■ TASK REQUIREMENTS
Reproduce every row below verbatim, keeping each character, line break, and line order unchanged.

■ EXTRACTED MATERIAL
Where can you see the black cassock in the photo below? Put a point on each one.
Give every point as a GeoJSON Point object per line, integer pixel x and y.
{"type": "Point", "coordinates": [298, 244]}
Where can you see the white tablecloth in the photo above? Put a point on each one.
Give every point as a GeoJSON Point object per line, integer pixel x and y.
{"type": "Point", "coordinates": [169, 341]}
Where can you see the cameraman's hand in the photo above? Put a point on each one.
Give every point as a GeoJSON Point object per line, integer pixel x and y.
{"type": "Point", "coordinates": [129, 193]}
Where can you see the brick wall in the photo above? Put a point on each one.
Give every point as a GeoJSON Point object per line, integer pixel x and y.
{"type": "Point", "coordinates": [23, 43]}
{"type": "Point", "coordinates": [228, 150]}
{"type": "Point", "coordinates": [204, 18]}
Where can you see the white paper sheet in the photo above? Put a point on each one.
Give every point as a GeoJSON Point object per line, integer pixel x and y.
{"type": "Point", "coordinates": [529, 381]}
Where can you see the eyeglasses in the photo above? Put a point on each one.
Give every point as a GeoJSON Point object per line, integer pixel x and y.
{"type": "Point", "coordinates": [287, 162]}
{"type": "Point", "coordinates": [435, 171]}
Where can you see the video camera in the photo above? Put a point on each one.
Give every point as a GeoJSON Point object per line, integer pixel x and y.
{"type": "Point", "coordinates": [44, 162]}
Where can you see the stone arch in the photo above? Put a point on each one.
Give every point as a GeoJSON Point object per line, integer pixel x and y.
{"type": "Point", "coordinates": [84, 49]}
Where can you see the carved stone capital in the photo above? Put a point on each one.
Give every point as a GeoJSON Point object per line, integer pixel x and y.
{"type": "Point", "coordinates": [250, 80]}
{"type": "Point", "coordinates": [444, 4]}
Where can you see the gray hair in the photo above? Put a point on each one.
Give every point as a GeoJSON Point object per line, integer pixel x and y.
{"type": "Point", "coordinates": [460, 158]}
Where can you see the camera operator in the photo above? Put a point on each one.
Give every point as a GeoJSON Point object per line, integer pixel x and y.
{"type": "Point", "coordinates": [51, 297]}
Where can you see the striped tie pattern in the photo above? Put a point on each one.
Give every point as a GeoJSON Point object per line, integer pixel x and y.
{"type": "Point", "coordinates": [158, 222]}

■ OUTPUT FOR THIS TASK
Where can you see the black cassock in the photo below? Put a point on each one.
Give every point as a GeoJSON Point object per line, integer pixel x and y.
{"type": "Point", "coordinates": [298, 244]}
Where can you see the white tablecloth in the photo above? Put a point on each one.
Give every point as a GeoJSON Point object per line, integer pixel x and y.
{"type": "Point", "coordinates": [169, 341]}
Where can you see the cameraman's hand in the photo above? Put a point on each one.
Give every point as a GeoJSON Point object per line, integer pixel x and y.
{"type": "Point", "coordinates": [129, 193]}
Where can you see the brick wall in the photo above? Put a point on each one.
Give every point as a GeoJSON Point object per line, integer pixel x and y.
{"type": "Point", "coordinates": [23, 43]}
{"type": "Point", "coordinates": [228, 150]}
{"type": "Point", "coordinates": [204, 18]}
Where can you see the white paper sheet in the photo above? Put a point on each one.
Give every point as a GeoJSON Point object per line, integer pixel x and y.
{"type": "Point", "coordinates": [529, 381]}
Where can you see the eyeglasses in the photo above? Put a point on each one.
Give every point as a GeoJSON Point object per line, integer pixel x and y.
{"type": "Point", "coordinates": [287, 162]}
{"type": "Point", "coordinates": [435, 171]}
Where can you see the video camera in the photo above? Put a point on each one.
Give every point as a GeoJSON Point object per line, integer pixel x and y.
{"type": "Point", "coordinates": [44, 162]}
Where can you see the stone arch in the photo above? Put a point on each one.
Give every point as a GeoJSON Point object per line, integer pixel x and y.
{"type": "Point", "coordinates": [84, 49]}
Where can you see the carved stone capital in the photo above? Put a point on each one.
Give every point as a GeoJSON Point object per line, integer pixel x and y.
{"type": "Point", "coordinates": [250, 80]}
{"type": "Point", "coordinates": [444, 4]}
Where can you see the gray hair in the photo above? Put a point on each one.
Give every point as a GeoJSON Point object per line, integer pixel x and y.
{"type": "Point", "coordinates": [460, 158]}
Where can you see the camera operator in the photo above? Put a point on each one.
Give every point as a GeoJSON Point object per line, integer pixel x and y.
{"type": "Point", "coordinates": [51, 297]}
Where can you see the striped tie pattern in the photo above? Put a point on each one.
Give every point as a GeoJSON Point object per line, integer pixel x and y.
{"type": "Point", "coordinates": [158, 222]}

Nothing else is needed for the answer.